*YOUR INSTRUCTIONS:* These records need to be repeated exactly, every one of them.

___ RECORDS FOR PROCESSING

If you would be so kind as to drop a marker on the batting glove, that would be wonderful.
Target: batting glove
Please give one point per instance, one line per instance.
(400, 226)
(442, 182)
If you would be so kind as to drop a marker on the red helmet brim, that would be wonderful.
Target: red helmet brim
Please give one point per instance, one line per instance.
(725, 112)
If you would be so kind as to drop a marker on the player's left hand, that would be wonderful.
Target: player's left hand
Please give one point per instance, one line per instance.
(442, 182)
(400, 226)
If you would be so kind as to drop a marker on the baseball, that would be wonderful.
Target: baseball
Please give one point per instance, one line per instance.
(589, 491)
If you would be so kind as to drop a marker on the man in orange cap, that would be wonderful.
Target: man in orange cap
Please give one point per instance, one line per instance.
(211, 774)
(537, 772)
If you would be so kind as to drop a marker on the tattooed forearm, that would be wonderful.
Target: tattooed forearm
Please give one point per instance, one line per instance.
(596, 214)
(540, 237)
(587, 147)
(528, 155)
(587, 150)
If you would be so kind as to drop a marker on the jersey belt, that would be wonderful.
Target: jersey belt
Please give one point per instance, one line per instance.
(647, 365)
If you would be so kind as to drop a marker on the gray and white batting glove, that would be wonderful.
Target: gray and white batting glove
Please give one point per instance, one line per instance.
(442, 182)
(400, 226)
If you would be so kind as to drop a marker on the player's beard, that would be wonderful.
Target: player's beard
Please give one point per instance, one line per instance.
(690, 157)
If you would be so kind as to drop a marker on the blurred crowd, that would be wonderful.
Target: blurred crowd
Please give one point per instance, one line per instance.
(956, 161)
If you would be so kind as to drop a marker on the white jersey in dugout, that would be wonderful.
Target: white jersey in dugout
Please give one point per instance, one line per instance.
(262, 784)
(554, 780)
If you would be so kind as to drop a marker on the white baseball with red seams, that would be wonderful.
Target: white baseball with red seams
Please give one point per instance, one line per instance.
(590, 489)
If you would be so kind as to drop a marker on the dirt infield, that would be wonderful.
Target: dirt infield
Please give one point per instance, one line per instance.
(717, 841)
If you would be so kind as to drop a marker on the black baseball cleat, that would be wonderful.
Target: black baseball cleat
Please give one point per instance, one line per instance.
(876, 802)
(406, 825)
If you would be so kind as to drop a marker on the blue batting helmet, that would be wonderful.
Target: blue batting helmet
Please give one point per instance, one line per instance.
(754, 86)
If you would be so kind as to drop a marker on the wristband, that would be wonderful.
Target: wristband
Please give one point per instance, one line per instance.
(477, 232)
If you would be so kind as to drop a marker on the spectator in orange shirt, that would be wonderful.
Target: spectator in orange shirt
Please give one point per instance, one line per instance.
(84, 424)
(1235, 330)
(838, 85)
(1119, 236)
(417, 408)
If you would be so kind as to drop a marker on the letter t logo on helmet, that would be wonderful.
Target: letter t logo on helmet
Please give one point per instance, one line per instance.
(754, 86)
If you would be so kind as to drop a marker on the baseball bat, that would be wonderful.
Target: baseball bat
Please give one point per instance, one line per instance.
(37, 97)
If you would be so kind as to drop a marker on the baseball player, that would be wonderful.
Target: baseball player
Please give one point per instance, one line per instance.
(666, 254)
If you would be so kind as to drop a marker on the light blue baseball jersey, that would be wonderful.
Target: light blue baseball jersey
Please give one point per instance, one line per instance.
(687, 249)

______

*THE ANSWER:*
If you would be so kind as to drop a marker on the batting glove, that would be wonderful.
Target: batting glove
Please give one point per instance, one line per instance.
(400, 226)
(442, 182)
If you would be so kind as to drop a marker on the red helmet brim, that would be wonderful.
Target: red helmet brim
Please give one point per instance, one line per instance.
(725, 112)
If you would be so kind as to drop a marker on the player's left hand, that would be wonderful.
Target: player's left hand
Please give one point per instance, one line per instance.
(442, 182)
(400, 226)
If you would be so kind as to drop a marker on the baseball, that would be wonderful.
Target: baseball
Please give one point per instance, one line per instance.
(589, 491)
If you would be so kind as to drop a marker on the man in orange cap, that would be wonderful.
Target: man in orange cap
Please give one point per instance, one line per instance.
(211, 774)
(537, 772)
If you would be so kind as to drop a marker on the tattooed forearm, that would be wonderful.
Target: tattooed forearm
Please give one point per instance, one line per instance.
(596, 214)
(540, 237)
(587, 147)
(528, 155)
(587, 150)
If you would be so kind as to drop a marker on the jersey belt, that would be wonderful.
Target: jersey belt
Please give one point per instance, one line per instance.
(647, 365)
If you would be so kind as to drop a marker on the gray and white batting glove, that would be wonderful.
Target: gray and white batting glove
Please give one point per instance, one line per instance.
(442, 182)
(400, 226)
If you would be so kind as to drop a marker on the player's beard, that would be wonderful.
Target: player's beard
Please give one point per instance, one line per instance.
(690, 157)
If you would be so kind as to drop a marker on the blurred crowd, that would be wonderful.
Target: blurred crowd
Please give one point per instance, one line per instance.
(956, 161)
If you would be so kind as to drop a marker on the white jersey in dugout, that would be wonderful.
Target: white jersey in dugout
Please give one point per instance, one line per instance.
(262, 784)
(554, 780)
If you would be so kind as to drop a marker on the white baseball with red seams, that would be wonderful.
Target: white baseball with red seams
Please give one point per instance, one line per instance.
(590, 489)
If you would be so kind as to drop a marker on the dirt infield, that would be wonderful.
Target: dirt infield
Please give one point per instance, one line per instance.
(717, 841)
If you would be so kind as to drop a marker on the black baseball cleat, that would be wonderful.
Target: black baseball cleat
Please give one point per instance, one line per instance.
(876, 802)
(406, 825)
If you would be so kind as to drop a marker on the blue batting helmet, that would be wonderful.
Target: blue batting helmet
Please give one point per instance, one line per instance.
(754, 86)
If you would be so kind as to drop a marker on the wristband, that would be wonderful.
Target: wristband
Please give one point per instance, one line per instance.
(477, 232)
If you would be so kind as to drop a marker on the spectator in orange shirt, that would be wonderful.
Target: spectator in orange shirt
Please give one point per instance, one line per instance.
(84, 424)
(1235, 330)
(838, 85)
(1119, 236)
(417, 408)
If you would be so kind as to drop a marker on the letter t logo on helmet, that would be wonderful.
Target: letter t logo on helmet
Please give one point per instance, one line per instance.
(754, 86)
If you would be so kind as to drop a marker on the baseball bat, that would be wonderful.
Target: baseball bat
Please give one point per instance, one line per instance.
(37, 97)
If you would be so kind as to drop a marker on the baseball player, that would be wonderful.
Target: baseball player
Please give one point per instance, one line per instance.
(666, 254)
If you would be so kind as to drop a marker on the light blue baseball jersey, that would be wonderful.
Target: light blue baseball jersey
Please give one point per instance, one line per instance.
(687, 249)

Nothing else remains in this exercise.